# Raw records:
—————

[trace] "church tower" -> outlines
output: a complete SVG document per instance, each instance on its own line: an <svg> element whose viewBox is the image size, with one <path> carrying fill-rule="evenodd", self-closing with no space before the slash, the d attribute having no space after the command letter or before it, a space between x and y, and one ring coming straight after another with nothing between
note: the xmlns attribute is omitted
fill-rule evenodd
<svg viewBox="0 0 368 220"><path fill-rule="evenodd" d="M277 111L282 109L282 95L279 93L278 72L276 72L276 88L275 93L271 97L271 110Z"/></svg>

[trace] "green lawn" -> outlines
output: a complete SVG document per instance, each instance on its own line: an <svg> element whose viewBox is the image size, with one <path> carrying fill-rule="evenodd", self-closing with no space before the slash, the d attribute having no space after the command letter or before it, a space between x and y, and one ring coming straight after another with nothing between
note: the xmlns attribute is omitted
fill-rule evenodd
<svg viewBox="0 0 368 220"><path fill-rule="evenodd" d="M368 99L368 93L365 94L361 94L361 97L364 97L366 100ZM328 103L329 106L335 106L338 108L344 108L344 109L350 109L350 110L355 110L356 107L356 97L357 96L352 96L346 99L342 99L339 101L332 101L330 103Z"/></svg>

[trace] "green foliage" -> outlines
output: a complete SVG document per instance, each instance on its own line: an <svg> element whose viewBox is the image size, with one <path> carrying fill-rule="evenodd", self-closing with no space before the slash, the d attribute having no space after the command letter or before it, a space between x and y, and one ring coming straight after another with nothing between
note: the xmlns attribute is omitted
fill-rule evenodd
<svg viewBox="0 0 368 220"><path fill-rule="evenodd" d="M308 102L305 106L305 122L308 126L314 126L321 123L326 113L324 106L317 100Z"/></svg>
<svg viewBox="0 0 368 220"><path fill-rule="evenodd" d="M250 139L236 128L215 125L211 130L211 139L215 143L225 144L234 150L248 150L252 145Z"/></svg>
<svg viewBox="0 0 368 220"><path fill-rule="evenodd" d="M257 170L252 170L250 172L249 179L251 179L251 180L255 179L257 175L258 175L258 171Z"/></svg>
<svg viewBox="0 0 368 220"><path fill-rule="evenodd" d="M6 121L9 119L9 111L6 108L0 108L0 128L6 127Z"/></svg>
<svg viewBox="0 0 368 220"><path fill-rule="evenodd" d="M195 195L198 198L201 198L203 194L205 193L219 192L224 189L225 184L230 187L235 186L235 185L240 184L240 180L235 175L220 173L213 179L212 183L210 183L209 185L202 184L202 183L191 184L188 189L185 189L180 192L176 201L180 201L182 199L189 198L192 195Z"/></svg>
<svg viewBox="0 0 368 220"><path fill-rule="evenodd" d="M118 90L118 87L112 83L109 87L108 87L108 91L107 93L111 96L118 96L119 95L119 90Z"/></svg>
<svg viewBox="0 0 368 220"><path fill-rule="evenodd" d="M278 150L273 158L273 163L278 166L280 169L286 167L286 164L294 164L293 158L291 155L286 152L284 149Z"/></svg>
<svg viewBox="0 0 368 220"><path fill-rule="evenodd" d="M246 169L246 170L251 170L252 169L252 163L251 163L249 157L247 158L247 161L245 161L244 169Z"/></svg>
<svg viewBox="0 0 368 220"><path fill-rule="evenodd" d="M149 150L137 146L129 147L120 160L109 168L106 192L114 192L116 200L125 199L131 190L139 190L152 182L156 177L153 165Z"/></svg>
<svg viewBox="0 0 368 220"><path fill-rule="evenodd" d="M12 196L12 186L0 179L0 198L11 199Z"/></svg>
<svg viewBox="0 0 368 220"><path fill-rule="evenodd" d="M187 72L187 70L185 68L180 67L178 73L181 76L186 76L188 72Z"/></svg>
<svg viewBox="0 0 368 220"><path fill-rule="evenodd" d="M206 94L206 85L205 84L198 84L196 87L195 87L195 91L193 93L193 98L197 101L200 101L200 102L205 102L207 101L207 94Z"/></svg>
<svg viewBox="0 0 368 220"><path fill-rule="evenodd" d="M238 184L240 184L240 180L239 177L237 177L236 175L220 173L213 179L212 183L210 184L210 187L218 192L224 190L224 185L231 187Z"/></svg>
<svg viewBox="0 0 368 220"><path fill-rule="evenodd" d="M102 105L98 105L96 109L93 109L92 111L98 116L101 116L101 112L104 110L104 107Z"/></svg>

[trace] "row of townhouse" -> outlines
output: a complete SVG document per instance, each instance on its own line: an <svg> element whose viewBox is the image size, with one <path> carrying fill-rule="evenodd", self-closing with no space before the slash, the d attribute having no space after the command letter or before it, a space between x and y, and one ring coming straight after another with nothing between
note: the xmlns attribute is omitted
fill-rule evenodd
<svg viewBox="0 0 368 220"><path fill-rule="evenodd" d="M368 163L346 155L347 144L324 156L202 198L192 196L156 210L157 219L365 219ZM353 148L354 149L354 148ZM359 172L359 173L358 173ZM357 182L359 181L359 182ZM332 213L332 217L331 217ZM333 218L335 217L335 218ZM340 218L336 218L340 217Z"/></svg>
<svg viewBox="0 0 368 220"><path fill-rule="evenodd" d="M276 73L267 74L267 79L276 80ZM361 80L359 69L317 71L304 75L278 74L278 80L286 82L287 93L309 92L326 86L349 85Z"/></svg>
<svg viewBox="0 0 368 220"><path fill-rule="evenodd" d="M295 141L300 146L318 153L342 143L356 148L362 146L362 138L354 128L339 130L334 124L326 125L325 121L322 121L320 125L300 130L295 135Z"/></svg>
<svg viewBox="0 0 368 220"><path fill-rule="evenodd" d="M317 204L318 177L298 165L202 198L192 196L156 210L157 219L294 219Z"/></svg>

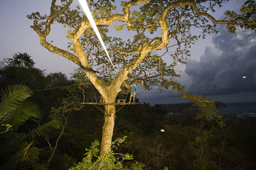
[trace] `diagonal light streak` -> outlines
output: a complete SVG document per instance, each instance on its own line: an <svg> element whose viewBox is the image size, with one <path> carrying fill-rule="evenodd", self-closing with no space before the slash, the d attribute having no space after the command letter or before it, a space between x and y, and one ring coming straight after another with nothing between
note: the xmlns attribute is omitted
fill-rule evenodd
<svg viewBox="0 0 256 170"><path fill-rule="evenodd" d="M82 8L83 8L83 11L85 13L86 16L87 16L88 19L89 20L89 21L91 23L91 26L93 27L93 28L94 31L96 33L96 35L97 35L98 38L100 40L100 42L101 45L102 46L102 47L104 49L104 50L105 50L105 52L106 52L106 54L107 54L107 55L108 56L108 58L109 59L109 61L110 61L110 62L111 62L111 64L112 64L112 66L113 66L113 68L114 68L114 70L115 70L115 73L117 75L117 71L115 71L115 67L114 67L113 63L112 62L112 61L111 61L111 59L110 59L110 57L109 57L109 55L108 54L108 51L107 51L107 49L105 46L105 45L104 44L104 43L103 42L102 39L101 38L100 34L100 33L98 29L98 28L96 26L96 24L95 24L95 22L94 21L93 18L93 16L91 15L91 13L90 9L89 9L89 7L88 7L88 5L87 5L87 3L86 3L86 0L78 0L78 1L79 2L79 3L81 4L81 5L82 6Z"/></svg>

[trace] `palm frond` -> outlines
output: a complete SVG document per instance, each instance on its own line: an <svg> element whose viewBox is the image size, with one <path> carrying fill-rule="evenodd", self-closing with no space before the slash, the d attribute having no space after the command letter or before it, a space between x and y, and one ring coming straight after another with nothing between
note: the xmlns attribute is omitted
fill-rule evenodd
<svg viewBox="0 0 256 170"><path fill-rule="evenodd" d="M32 92L28 87L20 84L9 86L1 90L0 113L13 113L19 104L31 96Z"/></svg>
<svg viewBox="0 0 256 170"><path fill-rule="evenodd" d="M32 141L29 143L25 143L21 149L18 151L15 155L12 157L1 166L1 169L13 170L15 169L18 163L24 161L27 161L28 150L35 143L34 141Z"/></svg>

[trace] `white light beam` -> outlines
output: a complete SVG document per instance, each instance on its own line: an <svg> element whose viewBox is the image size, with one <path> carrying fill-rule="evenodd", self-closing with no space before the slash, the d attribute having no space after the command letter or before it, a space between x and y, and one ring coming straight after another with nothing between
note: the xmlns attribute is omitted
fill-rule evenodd
<svg viewBox="0 0 256 170"><path fill-rule="evenodd" d="M103 42L102 39L101 38L100 34L100 33L98 30L98 28L96 26L96 24L95 24L95 22L94 21L93 18L93 16L91 15L91 11L90 11L90 9L89 9L89 7L88 7L88 5L87 5L87 3L86 3L86 0L78 0L78 1L79 2L79 3L81 4L81 5L82 7L82 8L83 8L83 11L85 13L86 16L87 16L88 19L89 20L89 21L91 23L91 26L93 27L93 29L94 29L94 31L96 33L96 35L97 35L97 37L98 37L98 38L100 40L100 43L101 43L101 45L102 46L102 47L103 47L104 50L105 50L105 51L106 52L106 54L107 54L107 55L108 56L108 58L109 59L109 61L110 61L110 62L111 62L111 64L112 64L112 66L113 66L113 68L114 68L114 70L115 70L115 73L117 75L117 71L115 71L115 67L114 67L113 63L112 62L112 61L111 61L111 59L110 59L110 57L109 57L109 55L108 54L108 53L107 51L107 49L105 46L105 45L104 44L104 43Z"/></svg>

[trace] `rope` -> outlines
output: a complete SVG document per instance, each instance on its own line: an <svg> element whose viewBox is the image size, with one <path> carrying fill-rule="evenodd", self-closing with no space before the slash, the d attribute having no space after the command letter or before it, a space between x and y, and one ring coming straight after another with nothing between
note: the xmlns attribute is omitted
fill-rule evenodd
<svg viewBox="0 0 256 170"><path fill-rule="evenodd" d="M42 91L42 90L49 90L50 89L57 89L57 88L62 88L64 87L69 87L69 86L78 86L80 84L84 84L84 85L86 85L86 84L91 84L91 83L80 83L77 84L73 84L72 85L69 85L69 86L61 86L61 87L57 87L56 88L49 88L48 89L41 89L41 90L33 90L32 91Z"/></svg>

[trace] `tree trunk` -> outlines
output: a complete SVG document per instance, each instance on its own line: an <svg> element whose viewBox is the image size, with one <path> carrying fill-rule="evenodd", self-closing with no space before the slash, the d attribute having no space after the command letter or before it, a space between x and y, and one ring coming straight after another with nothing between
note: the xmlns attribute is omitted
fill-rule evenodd
<svg viewBox="0 0 256 170"><path fill-rule="evenodd" d="M100 155L108 153L110 149L115 125L115 106L106 105L105 109L105 122L102 128Z"/></svg>

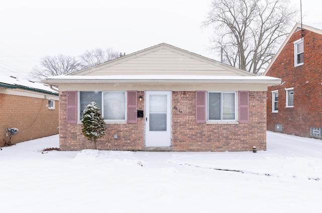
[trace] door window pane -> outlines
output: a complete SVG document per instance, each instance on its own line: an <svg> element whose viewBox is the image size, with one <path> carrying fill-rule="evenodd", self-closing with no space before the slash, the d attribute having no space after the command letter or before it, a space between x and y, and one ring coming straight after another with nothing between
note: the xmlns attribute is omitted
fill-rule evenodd
<svg viewBox="0 0 322 213"><path fill-rule="evenodd" d="M104 93L105 120L125 119L125 93L107 92Z"/></svg>
<svg viewBox="0 0 322 213"><path fill-rule="evenodd" d="M167 131L167 113L150 113L150 131Z"/></svg>

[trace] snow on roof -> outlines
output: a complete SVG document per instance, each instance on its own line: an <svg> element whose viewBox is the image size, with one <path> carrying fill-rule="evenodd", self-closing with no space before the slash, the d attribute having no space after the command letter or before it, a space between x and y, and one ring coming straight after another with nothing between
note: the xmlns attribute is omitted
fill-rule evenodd
<svg viewBox="0 0 322 213"><path fill-rule="evenodd" d="M28 81L28 80L21 79L14 76L0 75L0 84L12 86L21 86L27 88L43 90L58 94L58 92L50 89L48 85L40 83Z"/></svg>
<svg viewBox="0 0 322 213"><path fill-rule="evenodd" d="M322 23L303 23L304 25L322 30Z"/></svg>
<svg viewBox="0 0 322 213"><path fill-rule="evenodd" d="M115 75L104 76L60 75L47 77L46 80L273 80L268 76L216 76L200 75Z"/></svg>
<svg viewBox="0 0 322 213"><path fill-rule="evenodd" d="M215 76L197 75L122 75L105 76L56 76L48 77L44 82L53 85L69 83L224 83L264 84L281 83L279 78L269 76Z"/></svg>

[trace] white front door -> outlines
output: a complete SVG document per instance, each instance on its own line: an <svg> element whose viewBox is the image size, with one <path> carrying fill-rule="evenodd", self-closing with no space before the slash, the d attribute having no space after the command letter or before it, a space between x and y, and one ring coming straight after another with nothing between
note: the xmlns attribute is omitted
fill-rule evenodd
<svg viewBox="0 0 322 213"><path fill-rule="evenodd" d="M171 91L145 92L145 146L171 146Z"/></svg>

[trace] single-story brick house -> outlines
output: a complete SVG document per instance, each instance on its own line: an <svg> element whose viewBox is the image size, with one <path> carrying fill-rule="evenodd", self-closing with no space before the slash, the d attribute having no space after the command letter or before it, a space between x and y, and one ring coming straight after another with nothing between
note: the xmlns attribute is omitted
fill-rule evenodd
<svg viewBox="0 0 322 213"><path fill-rule="evenodd" d="M44 82L59 88L61 150L94 147L80 118L95 101L99 149L232 151L266 150L267 87L281 80L163 43Z"/></svg>
<svg viewBox="0 0 322 213"><path fill-rule="evenodd" d="M58 95L48 85L0 75L0 147L58 134ZM18 134L10 139L8 129Z"/></svg>

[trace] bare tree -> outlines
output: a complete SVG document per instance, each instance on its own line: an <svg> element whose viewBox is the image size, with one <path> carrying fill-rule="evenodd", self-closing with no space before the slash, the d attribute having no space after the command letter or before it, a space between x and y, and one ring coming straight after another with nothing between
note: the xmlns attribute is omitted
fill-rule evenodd
<svg viewBox="0 0 322 213"><path fill-rule="evenodd" d="M84 69L116 59L118 57L118 53L114 51L112 49L104 50L101 48L97 48L91 51L86 51L84 54L79 56L79 58L82 69Z"/></svg>
<svg viewBox="0 0 322 213"><path fill-rule="evenodd" d="M288 0L214 0L204 22L215 30L214 50L228 64L260 74L294 24Z"/></svg>
<svg viewBox="0 0 322 213"><path fill-rule="evenodd" d="M79 63L75 57L59 55L41 59L40 67L36 66L31 72L33 79L41 81L47 77L65 75L79 70Z"/></svg>

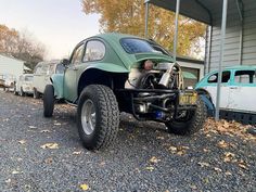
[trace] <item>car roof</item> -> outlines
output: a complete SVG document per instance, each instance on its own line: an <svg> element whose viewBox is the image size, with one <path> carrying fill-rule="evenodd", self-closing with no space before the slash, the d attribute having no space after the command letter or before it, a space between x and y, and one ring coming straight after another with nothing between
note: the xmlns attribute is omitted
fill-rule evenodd
<svg viewBox="0 0 256 192"><path fill-rule="evenodd" d="M256 65L234 65L223 69L256 69Z"/></svg>
<svg viewBox="0 0 256 192"><path fill-rule="evenodd" d="M225 67L222 71L256 71L256 65L234 65L234 66L229 66ZM213 71L208 73L207 75L212 75L218 73L218 71Z"/></svg>
<svg viewBox="0 0 256 192"><path fill-rule="evenodd" d="M91 39L91 38L102 38L102 39L105 39L105 40L120 40L123 38L137 38L137 39L139 38L139 39L148 40L143 37L132 36L132 35L128 35L128 34L119 34L119 33L99 34L99 35L89 37L87 39ZM87 39L85 39L85 40L87 40ZM85 40L82 40L82 41L85 41Z"/></svg>

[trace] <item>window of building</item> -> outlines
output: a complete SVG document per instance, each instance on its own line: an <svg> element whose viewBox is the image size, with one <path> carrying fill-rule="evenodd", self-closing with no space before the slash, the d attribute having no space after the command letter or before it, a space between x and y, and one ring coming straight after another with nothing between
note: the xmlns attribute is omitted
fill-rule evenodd
<svg viewBox="0 0 256 192"><path fill-rule="evenodd" d="M73 56L72 56L72 64L78 64L78 63L81 63L81 57L82 57L82 54L84 54L84 44L79 46Z"/></svg>
<svg viewBox="0 0 256 192"><path fill-rule="evenodd" d="M86 46L84 62L99 61L105 55L105 46L99 40L90 40Z"/></svg>
<svg viewBox="0 0 256 192"><path fill-rule="evenodd" d="M255 84L255 71L236 71L234 73L234 81L238 84Z"/></svg>
<svg viewBox="0 0 256 192"><path fill-rule="evenodd" d="M230 80L230 72L222 72L221 82L228 82ZM217 84L218 82L218 73L213 74L208 77L207 82Z"/></svg>

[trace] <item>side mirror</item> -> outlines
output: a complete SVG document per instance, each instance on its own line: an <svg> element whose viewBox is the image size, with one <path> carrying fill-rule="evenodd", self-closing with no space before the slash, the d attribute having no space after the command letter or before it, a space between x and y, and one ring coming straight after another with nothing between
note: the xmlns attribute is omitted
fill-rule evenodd
<svg viewBox="0 0 256 192"><path fill-rule="evenodd" d="M66 67L67 65L69 65L69 60L63 59L63 60L61 61L61 64Z"/></svg>

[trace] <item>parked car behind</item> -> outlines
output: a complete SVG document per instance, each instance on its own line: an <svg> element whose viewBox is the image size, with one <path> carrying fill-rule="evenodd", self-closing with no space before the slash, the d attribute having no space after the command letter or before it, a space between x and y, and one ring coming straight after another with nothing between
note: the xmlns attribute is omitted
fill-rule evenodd
<svg viewBox="0 0 256 192"><path fill-rule="evenodd" d="M0 74L0 88L4 89L4 76Z"/></svg>
<svg viewBox="0 0 256 192"><path fill-rule="evenodd" d="M60 61L40 62L34 69L33 93L34 98L40 98L47 85L51 84L50 77L53 74L63 74L64 66Z"/></svg>
<svg viewBox="0 0 256 192"><path fill-rule="evenodd" d="M216 105L218 72L206 75L195 87ZM246 124L256 124L256 66L233 66L222 71L220 115ZM209 103L207 104L210 105Z"/></svg>
<svg viewBox="0 0 256 192"><path fill-rule="evenodd" d="M152 40L102 34L79 42L62 63L64 74L52 75L44 89L43 115L52 116L55 100L77 106L78 132L89 150L113 143L119 112L164 123L179 135L203 127L205 104L184 89L181 67Z"/></svg>
<svg viewBox="0 0 256 192"><path fill-rule="evenodd" d="M12 74L5 74L5 75L3 75L3 79L4 79L3 85L4 85L5 91L9 91L10 89L14 90L16 77Z"/></svg>
<svg viewBox="0 0 256 192"><path fill-rule="evenodd" d="M14 94L24 97L25 94L33 94L33 74L21 75L15 84Z"/></svg>

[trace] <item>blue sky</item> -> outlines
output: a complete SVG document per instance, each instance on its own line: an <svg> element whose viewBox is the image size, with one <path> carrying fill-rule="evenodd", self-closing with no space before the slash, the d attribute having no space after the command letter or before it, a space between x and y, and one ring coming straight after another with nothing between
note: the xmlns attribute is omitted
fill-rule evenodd
<svg viewBox="0 0 256 192"><path fill-rule="evenodd" d="M99 17L86 15L80 0L0 0L0 24L31 33L46 44L48 60L62 59L99 34Z"/></svg>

—————

# What to work on:
Render the lines of the entries above as a JSON list of strings, one string per line, starting at the line containing "[trace] <item>parked car" and ending at the line containing "74L0 88L4 89L4". Include both of those lines and omit any blank lines.

# Exercise solution:
[
  "[trace] <item>parked car behind</item> -> outlines",
  "output: a complete SVG document per instance, each instance on its own line: an <svg> element whose viewBox is the image size, with one <path> carrying fill-rule=\"evenodd\", self-closing with no space before the slash, the d attribute having no space after the command letter or before it, a space between x and y, and one ring coming straight after another with nothing between",
  "note: the xmlns attribute is omitted",
  "fill-rule evenodd",
  "<svg viewBox=\"0 0 256 192\"><path fill-rule=\"evenodd\" d=\"M0 74L0 88L4 89L4 76Z\"/></svg>"
]